§ Your objective
Reproduce every one of the records below word for word, line by line.

§ Supplied material
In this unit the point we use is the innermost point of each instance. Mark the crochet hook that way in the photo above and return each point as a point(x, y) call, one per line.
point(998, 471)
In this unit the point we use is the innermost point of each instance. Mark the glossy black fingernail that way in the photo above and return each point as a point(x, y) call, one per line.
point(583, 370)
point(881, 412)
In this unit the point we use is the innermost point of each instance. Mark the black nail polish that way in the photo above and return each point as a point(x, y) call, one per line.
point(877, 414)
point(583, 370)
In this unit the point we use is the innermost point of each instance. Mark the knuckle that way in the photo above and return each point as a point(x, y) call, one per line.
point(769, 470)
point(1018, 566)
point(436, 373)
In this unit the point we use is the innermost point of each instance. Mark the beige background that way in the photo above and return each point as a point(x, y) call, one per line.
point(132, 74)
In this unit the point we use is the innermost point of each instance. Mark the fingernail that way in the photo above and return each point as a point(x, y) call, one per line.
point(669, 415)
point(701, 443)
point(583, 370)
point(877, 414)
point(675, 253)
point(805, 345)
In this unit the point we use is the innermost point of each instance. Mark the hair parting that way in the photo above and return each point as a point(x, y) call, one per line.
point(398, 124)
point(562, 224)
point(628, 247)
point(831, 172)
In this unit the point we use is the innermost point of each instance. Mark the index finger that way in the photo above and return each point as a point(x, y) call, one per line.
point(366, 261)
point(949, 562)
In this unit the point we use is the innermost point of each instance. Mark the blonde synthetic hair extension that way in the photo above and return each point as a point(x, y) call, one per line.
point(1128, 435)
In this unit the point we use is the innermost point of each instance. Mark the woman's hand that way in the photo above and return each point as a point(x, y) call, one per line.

§ The reply
In this unit the point we use is the innermost point of each instance. Mark the crochet hook that way in the photo above and return each point as a point(x, y) call, one per line.
point(998, 471)
In this unit the point we use is the innermost point of each instance. Mark the glossy black fingernail that way in the photo above and return each point as a point(x, y) call, one per line.
point(583, 370)
point(881, 412)
In this unit the point we use is the innermost point of each instance. Mark the black nail polish that way in the photo above and return each point as a point(x, y) call, one per line.
point(877, 414)
point(583, 370)
In this unit the point we use is the innermost point of each instance. Mark the knuckle that way in the photo above and return each point as a point(x, y) call, one per line.
point(769, 470)
point(1018, 566)
point(436, 373)
In this unit the point we use is the innermost point of each instance. Mark the beige background that way in the photo above and return each point as a point(x, y) call, one per line.
point(132, 74)
In this unit the point we use is the innermost point of each instance. Mark the fingernail that way in the photo above and return each point as a point(x, y) call, one per line.
point(669, 415)
point(701, 443)
point(583, 370)
point(877, 414)
point(675, 253)
point(805, 345)
In this unit the point we use is the innermost point of each instance. Mark the hair parting that way in the photo above and return each point as a point(x, y) call, one per line.
point(398, 124)
point(562, 224)
point(628, 247)
point(831, 172)
In this unit the point we use is the innermost point of each instance. Mark the index finger that way in the photo above and return each point as a point(x, y) call, one per line.
point(366, 261)
point(949, 562)
In this unit the point we use is the innermost point of each instance. Mark the blonde synthetic hair extension that way in the photo above and return each point as a point(x, y) call, one per line.
point(1128, 435)
In this unit the point we use is the innermost point of each instance. Mark the woman's hand that way in the photo above and return each point as a point(x, y) call, one per line.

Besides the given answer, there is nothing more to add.